#### SOURCE RECORDS ####

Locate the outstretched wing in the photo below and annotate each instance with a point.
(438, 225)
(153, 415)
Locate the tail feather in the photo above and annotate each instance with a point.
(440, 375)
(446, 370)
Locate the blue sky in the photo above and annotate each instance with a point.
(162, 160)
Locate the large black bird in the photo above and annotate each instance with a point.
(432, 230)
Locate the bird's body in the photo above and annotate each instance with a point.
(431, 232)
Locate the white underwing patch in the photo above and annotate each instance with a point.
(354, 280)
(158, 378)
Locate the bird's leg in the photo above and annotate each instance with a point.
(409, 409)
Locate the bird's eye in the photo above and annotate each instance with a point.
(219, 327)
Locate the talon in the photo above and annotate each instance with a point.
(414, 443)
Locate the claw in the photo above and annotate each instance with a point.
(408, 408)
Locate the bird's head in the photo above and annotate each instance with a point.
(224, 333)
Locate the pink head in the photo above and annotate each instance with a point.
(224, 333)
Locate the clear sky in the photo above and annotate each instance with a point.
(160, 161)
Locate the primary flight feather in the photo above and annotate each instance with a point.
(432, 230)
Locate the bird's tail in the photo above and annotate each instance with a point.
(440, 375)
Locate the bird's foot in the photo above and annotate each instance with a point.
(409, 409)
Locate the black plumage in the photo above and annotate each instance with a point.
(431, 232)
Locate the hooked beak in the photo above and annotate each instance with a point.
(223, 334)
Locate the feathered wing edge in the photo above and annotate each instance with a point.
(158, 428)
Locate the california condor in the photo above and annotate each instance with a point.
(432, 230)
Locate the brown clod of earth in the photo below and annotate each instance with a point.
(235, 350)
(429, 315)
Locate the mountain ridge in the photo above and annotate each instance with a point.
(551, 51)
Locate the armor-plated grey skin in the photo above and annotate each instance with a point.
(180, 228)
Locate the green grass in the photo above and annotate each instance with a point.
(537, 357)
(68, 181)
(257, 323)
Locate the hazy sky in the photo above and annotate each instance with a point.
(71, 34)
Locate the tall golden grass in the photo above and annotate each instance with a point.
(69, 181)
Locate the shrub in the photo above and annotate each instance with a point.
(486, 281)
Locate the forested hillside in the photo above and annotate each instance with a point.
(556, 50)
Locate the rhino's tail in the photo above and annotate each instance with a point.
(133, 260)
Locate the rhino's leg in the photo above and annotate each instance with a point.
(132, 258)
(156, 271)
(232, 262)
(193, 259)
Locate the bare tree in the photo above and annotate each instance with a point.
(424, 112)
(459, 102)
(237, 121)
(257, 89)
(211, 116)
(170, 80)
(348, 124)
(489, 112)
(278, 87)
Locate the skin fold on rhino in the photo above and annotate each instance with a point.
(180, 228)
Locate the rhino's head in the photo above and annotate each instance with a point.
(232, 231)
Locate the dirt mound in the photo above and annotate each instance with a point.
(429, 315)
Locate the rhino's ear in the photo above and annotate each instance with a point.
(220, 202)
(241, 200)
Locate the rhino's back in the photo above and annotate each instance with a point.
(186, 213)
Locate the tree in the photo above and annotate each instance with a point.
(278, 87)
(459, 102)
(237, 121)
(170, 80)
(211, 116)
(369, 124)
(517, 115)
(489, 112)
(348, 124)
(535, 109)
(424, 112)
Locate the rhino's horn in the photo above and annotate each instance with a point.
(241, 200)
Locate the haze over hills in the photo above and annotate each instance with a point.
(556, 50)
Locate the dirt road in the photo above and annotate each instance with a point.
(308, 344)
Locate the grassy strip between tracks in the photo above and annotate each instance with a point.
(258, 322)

####

**WORK ORDER:**
The data must be given again in full. Keep every line identical.

**YOUR RESPONSE:**
Locate the outstretched wing in the photo below and annotate each instance with a point.
(438, 225)
(153, 415)
Locate the tail feather in the photo above and annotate each instance with a point.
(440, 375)
(446, 370)
Locate the blue sky in the photo above and annotate each instance with a point.
(162, 160)
Locate the large black bird in the photo above and annotate each instance with a point.
(432, 230)
Locate the bird's body in the photo above and annotate each instance with a point.
(431, 232)
Locate the white underwing patch in the photo above and annotate each instance with a point.
(354, 280)
(158, 378)
Locate the bird's leg in the photo above and annotate each instance with a point.
(409, 409)
Locate the bird's eye in the photo above and annotate each instance with a point.
(219, 327)
Locate the talon in the photo above and annotate each instance with a point.
(414, 443)
Locate the claw in the photo above and annotate each instance with a point.
(408, 408)
Locate the bird's head in the photo above and annotate each instance with a point.
(224, 333)
Locate the pink head in the photo above and annotate each instance with a point.
(224, 333)
Locate the clear sky in the photo above and annotate each instance with a point.
(160, 161)
Locate the primary flight feather in the photo above and annotate each instance with a point.
(432, 230)
Locate the bird's tail in the photo above and annotate each instance with a point.
(440, 375)
Locate the bird's foot in the photo above and annotate each instance with a point.
(409, 409)
Locate the black plumage in the photo above and annotate each instance with a point.
(431, 232)
Locate the hooked beak in the photo above and annotate each instance with a point.
(223, 334)
Locate the feathered wing edge in the photo above and annotate each instance with a point.
(158, 428)
Locate the california condor in the photo above and annotate each instance with a point.
(432, 230)
Locate the brown clod of earth in the photo below and annotate each instance with a point.
(235, 350)
(429, 315)
Locate the mountain ridge in the photo above and annotate each instance with a point.
(551, 51)
Locate the armor-plated grey skin in the photo above and annotate each instance with a point.
(180, 228)
Locate the green grass in the photo above and annotate each instance with a point.
(537, 357)
(68, 181)
(257, 323)
Locate the hazy sky in the photo above and annotate each instance with a point.
(71, 34)
Locate the tall golden grass in the photo above and annotate each instance with a point.
(69, 181)
Locate the shrub in the photo above and annotate each instance with a point.
(486, 281)
Locate the forested hillside in the photo above and annotate each instance with a point.
(556, 50)
Locate the rhino's tail in the photo above and annotate each instance with a point.
(133, 260)
Locate the rhino's leg in the photo above and annotate each instance with a point.
(132, 258)
(156, 271)
(232, 262)
(193, 259)
Locate the bare tree in the photo above and annotate each instance with a point.
(424, 112)
(459, 102)
(237, 121)
(257, 89)
(211, 116)
(170, 80)
(348, 124)
(489, 112)
(278, 87)
Locate the skin fold on rhino in the photo above and annotate each instance with a point.
(180, 228)
Locate the rhino's head in the photo above and annotate each instance with a point.
(232, 231)
Locate the dirt mound in the photo above and annotate each instance with a point.
(429, 315)
Locate the rhino's ear in the photo above and annotate each instance with a point.
(220, 202)
(241, 200)
Locate the rhino's back in the photo above and annotate each instance with a point.
(186, 213)
Locate the tree in the photo above and annotate each instance with a point.
(278, 87)
(459, 102)
(237, 121)
(170, 80)
(211, 116)
(369, 124)
(517, 115)
(489, 112)
(348, 124)
(535, 109)
(424, 112)
Locate the rhino's horn in the photo above and annotate each instance with a point.
(241, 200)
Locate the haze over hills in the photo above and annotate each instance with a point.
(556, 50)
Locate the dirt road in the photo above and annotate each instance with a point.
(308, 344)
Locate the grassy strip between tracks in the photo above and annotate each instance with a point.
(258, 322)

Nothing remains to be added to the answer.